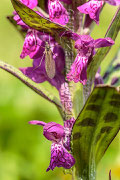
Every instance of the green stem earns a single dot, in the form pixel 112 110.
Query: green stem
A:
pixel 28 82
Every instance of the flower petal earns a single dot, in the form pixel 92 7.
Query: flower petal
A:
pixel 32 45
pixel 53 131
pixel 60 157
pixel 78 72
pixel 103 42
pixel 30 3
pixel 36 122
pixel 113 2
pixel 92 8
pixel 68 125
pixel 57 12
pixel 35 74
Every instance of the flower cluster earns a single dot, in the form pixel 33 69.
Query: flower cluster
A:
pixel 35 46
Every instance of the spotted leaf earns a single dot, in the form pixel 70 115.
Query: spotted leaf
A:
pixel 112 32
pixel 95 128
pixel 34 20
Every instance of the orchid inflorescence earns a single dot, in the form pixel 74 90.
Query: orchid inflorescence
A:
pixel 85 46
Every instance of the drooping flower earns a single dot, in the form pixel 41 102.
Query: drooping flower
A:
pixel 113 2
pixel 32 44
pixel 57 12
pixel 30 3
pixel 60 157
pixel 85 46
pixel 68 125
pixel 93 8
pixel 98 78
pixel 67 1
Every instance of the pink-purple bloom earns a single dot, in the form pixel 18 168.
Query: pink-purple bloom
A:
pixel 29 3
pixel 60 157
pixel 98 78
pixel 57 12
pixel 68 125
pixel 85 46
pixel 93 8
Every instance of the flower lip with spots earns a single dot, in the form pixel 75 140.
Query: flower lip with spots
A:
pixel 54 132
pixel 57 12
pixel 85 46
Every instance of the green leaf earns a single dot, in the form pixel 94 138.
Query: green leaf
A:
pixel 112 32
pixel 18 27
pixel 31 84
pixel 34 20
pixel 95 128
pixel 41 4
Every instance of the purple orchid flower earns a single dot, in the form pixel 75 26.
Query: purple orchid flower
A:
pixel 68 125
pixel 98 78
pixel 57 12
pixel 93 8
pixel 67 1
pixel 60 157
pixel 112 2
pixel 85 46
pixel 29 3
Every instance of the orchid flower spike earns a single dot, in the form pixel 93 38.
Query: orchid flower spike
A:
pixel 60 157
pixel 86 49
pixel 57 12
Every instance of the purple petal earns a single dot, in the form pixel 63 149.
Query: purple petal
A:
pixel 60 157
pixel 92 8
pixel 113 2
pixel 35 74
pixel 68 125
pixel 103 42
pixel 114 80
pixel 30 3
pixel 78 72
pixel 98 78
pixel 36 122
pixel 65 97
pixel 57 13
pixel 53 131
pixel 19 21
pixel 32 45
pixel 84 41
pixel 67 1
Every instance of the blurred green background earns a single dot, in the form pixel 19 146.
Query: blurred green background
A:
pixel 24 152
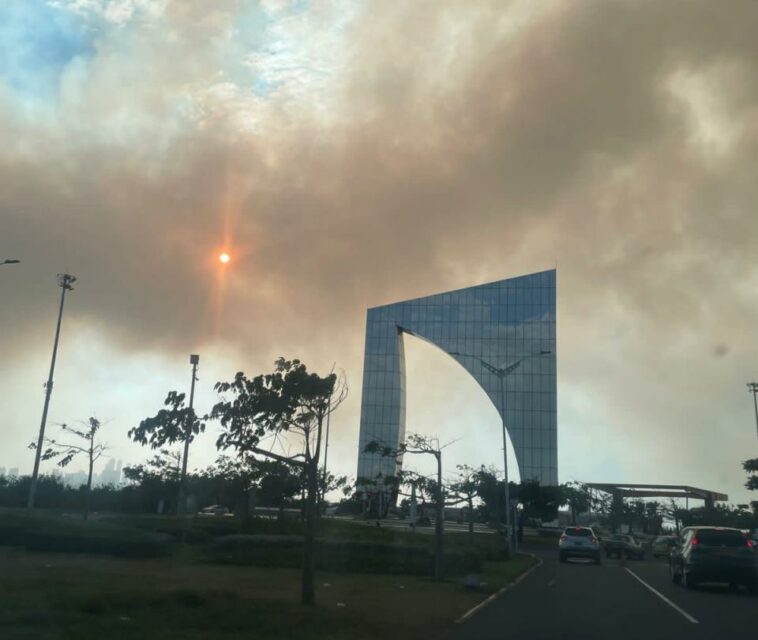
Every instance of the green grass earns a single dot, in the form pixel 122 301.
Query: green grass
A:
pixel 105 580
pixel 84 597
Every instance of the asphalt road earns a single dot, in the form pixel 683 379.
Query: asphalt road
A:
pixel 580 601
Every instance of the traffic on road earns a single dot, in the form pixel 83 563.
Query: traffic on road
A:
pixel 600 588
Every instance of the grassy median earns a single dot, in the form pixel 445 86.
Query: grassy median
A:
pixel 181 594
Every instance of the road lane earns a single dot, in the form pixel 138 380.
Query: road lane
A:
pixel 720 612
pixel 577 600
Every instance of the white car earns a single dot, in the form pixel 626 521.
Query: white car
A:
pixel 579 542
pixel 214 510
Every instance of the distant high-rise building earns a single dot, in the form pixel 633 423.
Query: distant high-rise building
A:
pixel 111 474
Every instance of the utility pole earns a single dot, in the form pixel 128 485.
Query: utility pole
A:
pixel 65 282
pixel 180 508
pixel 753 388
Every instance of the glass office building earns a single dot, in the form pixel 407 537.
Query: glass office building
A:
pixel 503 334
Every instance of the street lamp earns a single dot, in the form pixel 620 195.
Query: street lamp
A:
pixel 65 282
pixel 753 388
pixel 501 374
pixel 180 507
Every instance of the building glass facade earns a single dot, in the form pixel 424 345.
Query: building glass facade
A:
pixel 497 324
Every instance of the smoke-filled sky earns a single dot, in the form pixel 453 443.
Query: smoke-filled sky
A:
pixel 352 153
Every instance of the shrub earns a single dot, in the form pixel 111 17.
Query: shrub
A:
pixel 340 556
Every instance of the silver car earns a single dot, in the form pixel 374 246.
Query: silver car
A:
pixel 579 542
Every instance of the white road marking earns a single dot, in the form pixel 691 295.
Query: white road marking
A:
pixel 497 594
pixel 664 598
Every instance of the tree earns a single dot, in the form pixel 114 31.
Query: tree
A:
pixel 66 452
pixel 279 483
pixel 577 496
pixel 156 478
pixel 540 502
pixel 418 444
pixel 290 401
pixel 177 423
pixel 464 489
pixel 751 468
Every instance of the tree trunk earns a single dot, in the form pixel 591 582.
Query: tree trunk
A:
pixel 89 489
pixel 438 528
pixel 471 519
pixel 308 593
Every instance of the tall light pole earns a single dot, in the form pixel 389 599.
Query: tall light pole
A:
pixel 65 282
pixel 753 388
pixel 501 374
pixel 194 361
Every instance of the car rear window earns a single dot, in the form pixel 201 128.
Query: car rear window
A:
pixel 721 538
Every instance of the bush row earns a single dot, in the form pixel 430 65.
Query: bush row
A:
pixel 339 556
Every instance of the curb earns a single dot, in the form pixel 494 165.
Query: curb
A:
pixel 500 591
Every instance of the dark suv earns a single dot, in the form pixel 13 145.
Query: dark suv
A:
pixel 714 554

...

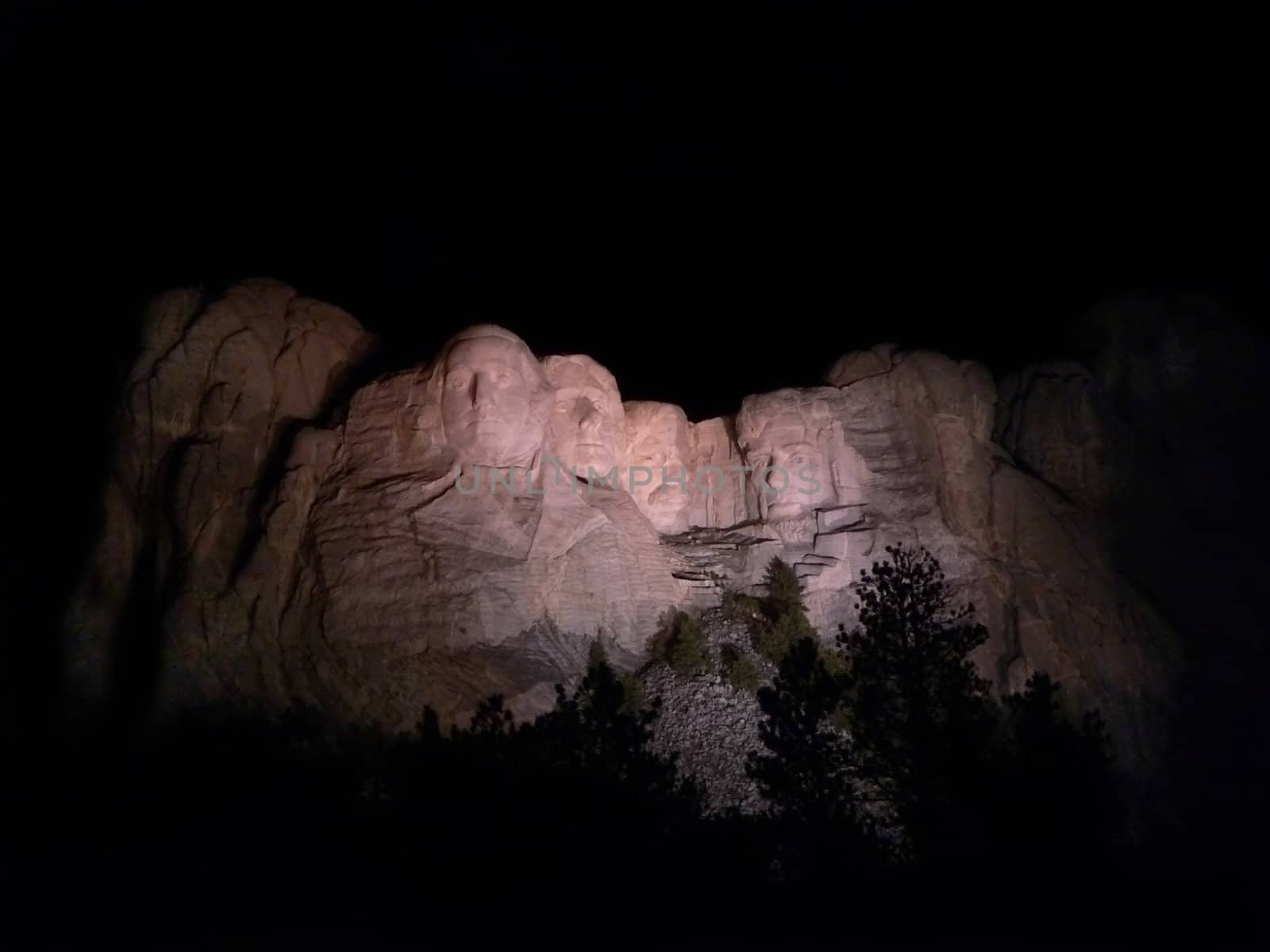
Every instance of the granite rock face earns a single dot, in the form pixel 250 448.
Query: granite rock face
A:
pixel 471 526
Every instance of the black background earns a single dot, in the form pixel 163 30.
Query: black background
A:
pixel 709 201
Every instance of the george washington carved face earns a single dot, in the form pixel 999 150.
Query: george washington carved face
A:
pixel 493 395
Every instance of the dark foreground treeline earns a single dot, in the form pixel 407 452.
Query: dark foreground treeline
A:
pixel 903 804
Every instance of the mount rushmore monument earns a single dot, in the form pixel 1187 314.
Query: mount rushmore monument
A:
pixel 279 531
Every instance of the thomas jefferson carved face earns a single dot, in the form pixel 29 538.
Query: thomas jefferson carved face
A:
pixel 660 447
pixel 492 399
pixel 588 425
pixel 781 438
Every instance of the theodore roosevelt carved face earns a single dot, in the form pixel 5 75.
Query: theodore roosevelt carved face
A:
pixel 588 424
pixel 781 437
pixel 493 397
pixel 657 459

Your goal:
Go to the line with "Every instance of the green stem" in the entries above and repeat every line from there through the line with "Query: flower petal", exactly and with no other text.

Written response:
Every instance of the green stem earns a single dot, in the form pixel 112 110.
Query: green stem
A:
pixel 28 82
Every instance of the flower petal earns a single dot, in the form pixel 92 7.
Query: flower petal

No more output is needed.